begin Material shown

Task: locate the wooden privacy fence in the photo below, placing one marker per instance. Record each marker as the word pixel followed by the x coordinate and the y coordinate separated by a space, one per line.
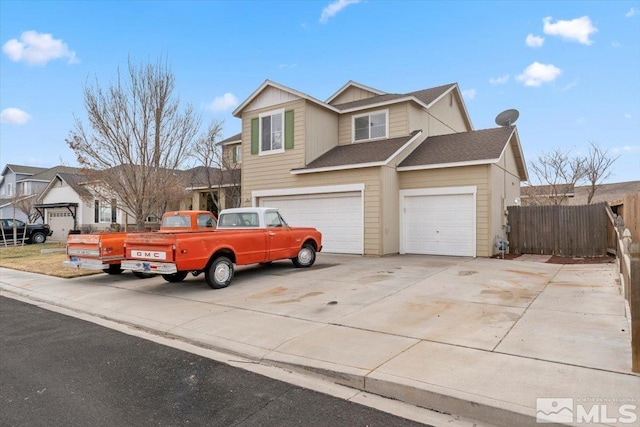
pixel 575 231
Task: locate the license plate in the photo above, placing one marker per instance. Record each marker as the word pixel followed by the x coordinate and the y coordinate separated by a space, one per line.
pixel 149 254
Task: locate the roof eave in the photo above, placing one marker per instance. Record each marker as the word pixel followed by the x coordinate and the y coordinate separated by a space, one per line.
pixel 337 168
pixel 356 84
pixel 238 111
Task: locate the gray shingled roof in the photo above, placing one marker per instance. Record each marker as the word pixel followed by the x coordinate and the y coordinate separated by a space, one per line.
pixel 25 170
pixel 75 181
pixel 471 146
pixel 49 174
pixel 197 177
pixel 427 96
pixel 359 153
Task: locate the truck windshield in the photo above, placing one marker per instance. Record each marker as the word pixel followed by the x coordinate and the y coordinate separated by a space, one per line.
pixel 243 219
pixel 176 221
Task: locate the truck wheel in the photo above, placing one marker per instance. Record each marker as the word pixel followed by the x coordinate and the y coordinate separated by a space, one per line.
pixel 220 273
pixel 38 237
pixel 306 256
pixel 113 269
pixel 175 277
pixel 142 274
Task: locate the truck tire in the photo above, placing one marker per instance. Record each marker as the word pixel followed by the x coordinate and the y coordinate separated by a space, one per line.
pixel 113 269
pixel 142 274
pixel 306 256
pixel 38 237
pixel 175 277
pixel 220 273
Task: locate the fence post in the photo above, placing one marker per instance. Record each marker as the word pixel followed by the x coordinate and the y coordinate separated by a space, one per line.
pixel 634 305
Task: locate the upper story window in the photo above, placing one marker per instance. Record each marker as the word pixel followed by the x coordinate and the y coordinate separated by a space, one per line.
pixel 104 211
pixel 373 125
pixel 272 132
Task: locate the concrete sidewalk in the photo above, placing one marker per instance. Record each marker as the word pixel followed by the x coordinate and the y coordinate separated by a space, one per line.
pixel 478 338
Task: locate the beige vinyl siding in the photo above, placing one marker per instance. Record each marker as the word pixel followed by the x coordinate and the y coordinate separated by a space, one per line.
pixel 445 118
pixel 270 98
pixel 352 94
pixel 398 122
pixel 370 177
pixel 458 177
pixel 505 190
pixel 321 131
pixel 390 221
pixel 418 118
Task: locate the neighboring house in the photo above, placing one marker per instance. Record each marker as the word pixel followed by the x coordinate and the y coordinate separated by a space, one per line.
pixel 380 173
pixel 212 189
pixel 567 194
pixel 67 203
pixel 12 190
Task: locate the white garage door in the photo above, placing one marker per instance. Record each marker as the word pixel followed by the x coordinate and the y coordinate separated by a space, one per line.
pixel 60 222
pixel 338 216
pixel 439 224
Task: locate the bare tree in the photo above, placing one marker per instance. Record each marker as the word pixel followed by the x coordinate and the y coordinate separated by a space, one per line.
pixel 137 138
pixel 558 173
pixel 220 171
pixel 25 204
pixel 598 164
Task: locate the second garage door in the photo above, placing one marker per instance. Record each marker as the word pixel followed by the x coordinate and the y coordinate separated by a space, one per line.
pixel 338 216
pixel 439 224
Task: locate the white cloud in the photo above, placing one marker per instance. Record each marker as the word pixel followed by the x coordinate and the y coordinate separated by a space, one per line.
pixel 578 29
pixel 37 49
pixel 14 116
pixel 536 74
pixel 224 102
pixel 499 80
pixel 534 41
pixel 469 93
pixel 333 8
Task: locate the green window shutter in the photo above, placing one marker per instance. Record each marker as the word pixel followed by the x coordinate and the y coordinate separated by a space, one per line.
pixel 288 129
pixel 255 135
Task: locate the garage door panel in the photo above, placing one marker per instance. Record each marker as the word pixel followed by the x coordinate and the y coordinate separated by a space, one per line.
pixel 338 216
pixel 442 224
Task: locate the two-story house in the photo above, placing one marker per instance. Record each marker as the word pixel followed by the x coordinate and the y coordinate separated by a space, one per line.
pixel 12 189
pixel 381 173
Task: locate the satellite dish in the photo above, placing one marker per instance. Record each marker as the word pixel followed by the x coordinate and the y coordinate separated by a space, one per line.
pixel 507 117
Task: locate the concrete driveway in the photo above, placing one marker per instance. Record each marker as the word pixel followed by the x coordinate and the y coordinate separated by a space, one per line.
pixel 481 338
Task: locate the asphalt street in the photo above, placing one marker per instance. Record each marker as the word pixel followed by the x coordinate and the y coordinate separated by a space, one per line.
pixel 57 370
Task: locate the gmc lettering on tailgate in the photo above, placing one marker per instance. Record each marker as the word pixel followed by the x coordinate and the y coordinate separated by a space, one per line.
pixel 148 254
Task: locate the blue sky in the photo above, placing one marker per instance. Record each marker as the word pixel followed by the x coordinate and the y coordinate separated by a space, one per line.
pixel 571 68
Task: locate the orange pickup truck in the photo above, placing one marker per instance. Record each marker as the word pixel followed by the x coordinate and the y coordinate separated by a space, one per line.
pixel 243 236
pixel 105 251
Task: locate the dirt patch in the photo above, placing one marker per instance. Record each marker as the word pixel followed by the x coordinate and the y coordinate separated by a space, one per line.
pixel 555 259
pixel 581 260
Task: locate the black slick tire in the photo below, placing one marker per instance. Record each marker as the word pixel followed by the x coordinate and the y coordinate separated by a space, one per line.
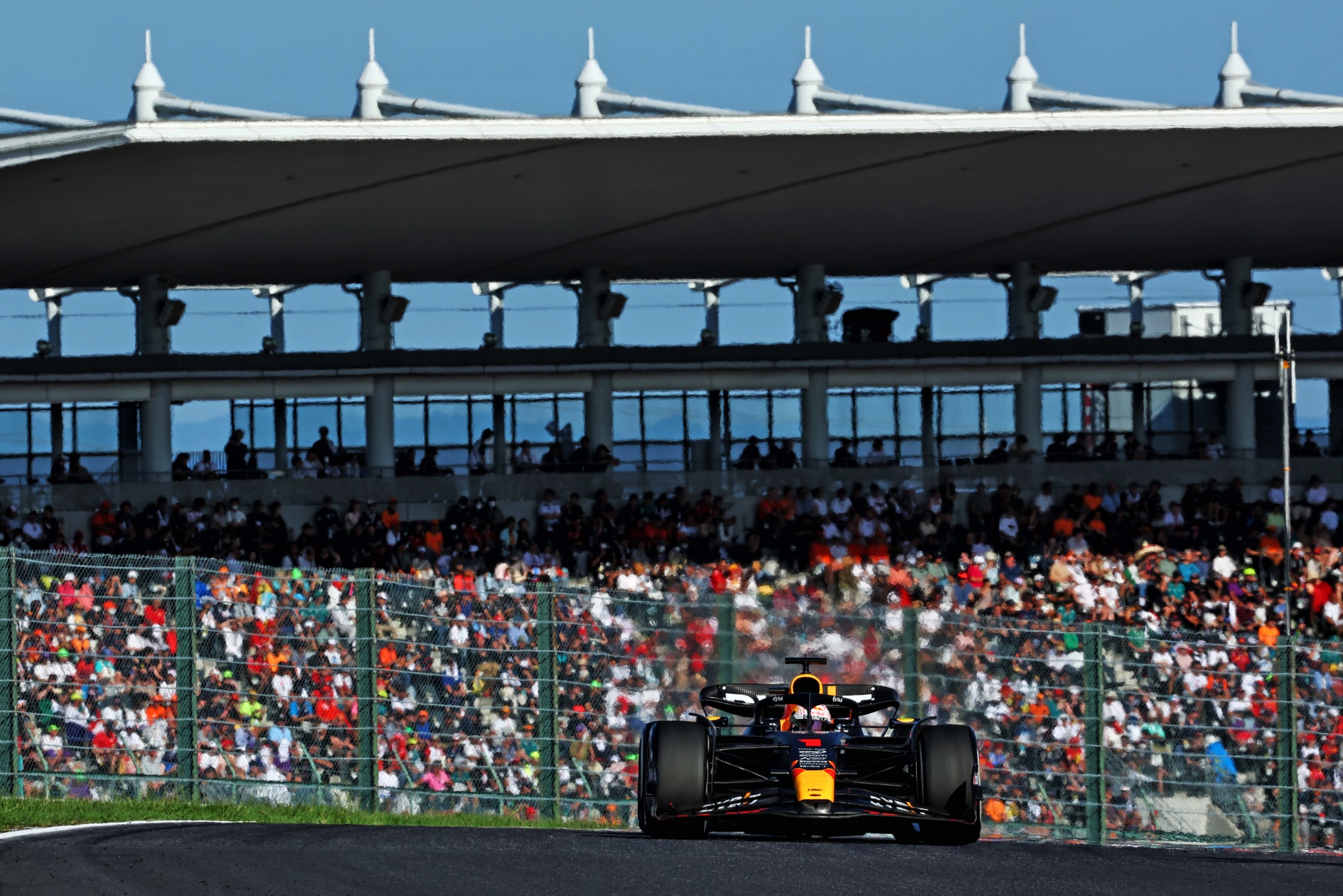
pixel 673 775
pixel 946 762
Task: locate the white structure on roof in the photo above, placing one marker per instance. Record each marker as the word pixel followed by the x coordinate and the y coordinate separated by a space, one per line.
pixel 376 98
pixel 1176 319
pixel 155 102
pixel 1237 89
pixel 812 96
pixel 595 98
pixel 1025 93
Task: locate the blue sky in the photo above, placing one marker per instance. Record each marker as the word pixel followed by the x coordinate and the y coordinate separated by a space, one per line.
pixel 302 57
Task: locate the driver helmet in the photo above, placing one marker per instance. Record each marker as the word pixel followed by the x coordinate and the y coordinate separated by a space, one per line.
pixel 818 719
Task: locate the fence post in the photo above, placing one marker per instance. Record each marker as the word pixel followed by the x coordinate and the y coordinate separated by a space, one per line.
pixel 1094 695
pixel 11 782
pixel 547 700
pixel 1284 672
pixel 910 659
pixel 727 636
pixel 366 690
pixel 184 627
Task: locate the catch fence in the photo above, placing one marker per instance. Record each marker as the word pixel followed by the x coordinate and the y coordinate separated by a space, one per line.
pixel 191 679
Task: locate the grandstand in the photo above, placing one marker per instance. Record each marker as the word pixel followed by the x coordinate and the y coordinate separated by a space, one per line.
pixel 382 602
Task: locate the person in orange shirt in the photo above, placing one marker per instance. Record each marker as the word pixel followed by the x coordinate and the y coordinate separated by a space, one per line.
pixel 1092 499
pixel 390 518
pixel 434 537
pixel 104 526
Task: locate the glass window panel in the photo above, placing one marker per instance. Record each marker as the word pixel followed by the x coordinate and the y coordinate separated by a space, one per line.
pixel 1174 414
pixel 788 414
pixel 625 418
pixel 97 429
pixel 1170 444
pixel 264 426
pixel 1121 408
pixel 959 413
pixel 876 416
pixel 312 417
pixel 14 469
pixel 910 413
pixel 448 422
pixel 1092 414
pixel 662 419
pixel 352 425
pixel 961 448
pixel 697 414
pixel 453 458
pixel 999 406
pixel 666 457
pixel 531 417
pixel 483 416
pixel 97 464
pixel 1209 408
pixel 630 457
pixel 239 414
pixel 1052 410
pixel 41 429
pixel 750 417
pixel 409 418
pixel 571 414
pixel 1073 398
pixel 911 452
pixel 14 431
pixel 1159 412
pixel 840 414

end Material shown

→ Task statement
Copy the items above word for word, beginning at their first line and stopping after the line that contains "pixel 359 153". Leave the pictures out of your answer.

→ The response
Task: locate the wooden privacy fence in the photo below, placing one marker per instance. Record each marker as the word pixel followed by the x coordinate and the y coordinate separated by a space, one per line.
pixel 575 231
Task: locate the license plate in the photo above, placing one marker per instance. Record each marker as the word pixel followed by the x coordinate and the y coordinate separated by a space, one per line.
pixel 149 254
Task: locate the roof eave in the photo above, placing one marker per instance. Record each marker as the word pixel followed by the x coordinate and the y coordinate separated by a space, one per line.
pixel 337 168
pixel 356 84
pixel 238 111
Task: locate the gray shingled roof in the photo above, placing one marker per instance. Record each marker as the word pixel followed by the x coordinate and the y coordinate separated by a space, one per line.
pixel 25 170
pixel 75 181
pixel 471 146
pixel 49 174
pixel 197 177
pixel 427 96
pixel 359 153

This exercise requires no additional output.